** start of Selected excerpt **

Second is the Japanese elections scheduled for October 22. Prime Minister Shinzo Abe is bidding to become the longest-serving leader of his country. He seems determined to enlarge Japan’s security footprint by continuing to beef up its defence forces and seek changes to its pacifist post-war constitution.
From an Australian perspective, the North Korean nuclear crisis invests both the reaffirmation – and strengthening – of Xi’s leadership for another five years, and the re-election of Abe, with particular importance.
In 2016, China ranked first and Japan second as a destination for Australian merchandise trade exports. Trade in services to China ranked first, and Japan ranked eighth.
Japan’s economic and security importance to Australia tends to be underplayed. But it’s worth noting that Japanese investments in Australia are more than double China’s.
Xi’s signature statement to the party congress assumes critical importance given China’s expanding global leadership amid concerns about the Trump administration’s commitment to such a role. Each word and sentence will be parsed for its implications for regional and global security, and for the direction in which he plans to take the world’s second-biggest economy over the next five years.
This will be a speech – given the circumstances of China’s continued rise – that will rank with a US presidential State of the Union address.
The party congress will stretch over the best part of a week, and will be closely observed for indications of Xi’s continuing efforts to strengthen his grip on China’s leadership. As things stand, he has emerged as the most powerful Chinese leader since Deng Xiaoping.
Given his relative youth in Chinese leadership terms, the 64-year-old Xi may well be ruling for the next decade – in other words an additional five-year term past 2017 to 2022. This is well past a nominal retirement age of 68.
In a paper for the Carnegie Endowment for International Peace, Michael Swaine painted a generally optimistic picture of China’s continued evolution under a dominant Xi. However, he also acknowledged that China’s continued rise would inevitably result in tensions over:
… trade, investment, sovereignty rights, and a variety of anxieties involving Chinese and US or Japanese military forces in the Western Pacific.
There’s no doubt Xi and the Chinese leadership are seeking to more effectively use China’s growing international presence to promote the nation’s interests in such sensitive. As a result, tensions with China will in fact likely increase.
The good news is that, rather than marking a turn toward confrontation between China and the West and Japan, the 19th Party Congress will likely signal a high level of stability and continuity in Chinese foreign policy. The bad news is that this continuity is unlikely to reduce the most serious challenges facing China’s relations with the United States and its allies.
In all of this, Japan’s importance in regional security calculations is likely to come more sharply into focus in the next period. This is investing Abe’s likely re-election with a super majority in the Diet in partnership with his Komeito allies with more-than-usual significance.

** end of Selected excerpt **
** start of Material supplied **

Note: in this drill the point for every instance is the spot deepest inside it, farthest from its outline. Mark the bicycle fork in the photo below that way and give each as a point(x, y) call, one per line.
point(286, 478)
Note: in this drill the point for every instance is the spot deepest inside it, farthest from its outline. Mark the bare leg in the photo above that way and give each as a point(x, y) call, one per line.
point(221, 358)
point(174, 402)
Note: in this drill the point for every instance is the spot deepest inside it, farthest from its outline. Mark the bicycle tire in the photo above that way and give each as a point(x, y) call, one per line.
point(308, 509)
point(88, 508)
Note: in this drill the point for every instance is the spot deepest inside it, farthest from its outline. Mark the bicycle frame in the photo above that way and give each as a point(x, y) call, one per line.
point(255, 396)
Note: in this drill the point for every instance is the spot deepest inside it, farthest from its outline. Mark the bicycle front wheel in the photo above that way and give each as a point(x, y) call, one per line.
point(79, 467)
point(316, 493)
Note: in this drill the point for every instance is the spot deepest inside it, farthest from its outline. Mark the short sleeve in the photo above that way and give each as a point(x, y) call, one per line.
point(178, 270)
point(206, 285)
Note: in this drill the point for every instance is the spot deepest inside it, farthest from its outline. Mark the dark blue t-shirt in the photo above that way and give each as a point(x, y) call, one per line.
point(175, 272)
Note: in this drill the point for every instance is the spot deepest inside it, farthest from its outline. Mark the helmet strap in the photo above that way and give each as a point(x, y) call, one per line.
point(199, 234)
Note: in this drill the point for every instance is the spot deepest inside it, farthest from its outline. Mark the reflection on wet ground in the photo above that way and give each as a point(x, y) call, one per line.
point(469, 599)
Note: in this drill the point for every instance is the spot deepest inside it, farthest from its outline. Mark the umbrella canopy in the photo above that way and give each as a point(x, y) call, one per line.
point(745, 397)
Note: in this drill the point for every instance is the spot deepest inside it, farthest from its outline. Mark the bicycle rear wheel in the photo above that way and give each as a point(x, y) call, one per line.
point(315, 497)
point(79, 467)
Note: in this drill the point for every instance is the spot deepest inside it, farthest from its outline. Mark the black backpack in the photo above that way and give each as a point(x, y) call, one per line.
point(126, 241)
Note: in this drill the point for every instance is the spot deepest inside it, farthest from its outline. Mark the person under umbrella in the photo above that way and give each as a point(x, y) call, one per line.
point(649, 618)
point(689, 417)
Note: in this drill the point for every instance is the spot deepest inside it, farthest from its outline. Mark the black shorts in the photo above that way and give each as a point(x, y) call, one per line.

** end of Material supplied **

- _Tasks to perform_:
1. In the passage on Xi and Abe, how do Japanese investments in Australia compare with China's?
2. Revise the rows starting at the one containing "the black backpack" and ending at the last row, replacing "spot" with "location" and leaving everything else unchanged.

- _The responses_:
1. They are more than double China's.

2.
Note: in this drill the point for every instance is the location deepest inside it, farthest from its outline. Mark the black backpack in the photo above that way and give each as a point(x, y) call, one per line.
point(126, 241)
Note: in this drill the point for every instance is the location deepest inside it, farthest from its outline. Mark the person under umbrella in the photo above that way and give each as a point(x, y) call, one per line.
point(649, 618)
point(689, 417)
Note: in this drill the point for every instance is the location deepest inside it, farthest from its outline. Mark the black shorts in the photo above that way and give each as a point(x, y) call, one per line.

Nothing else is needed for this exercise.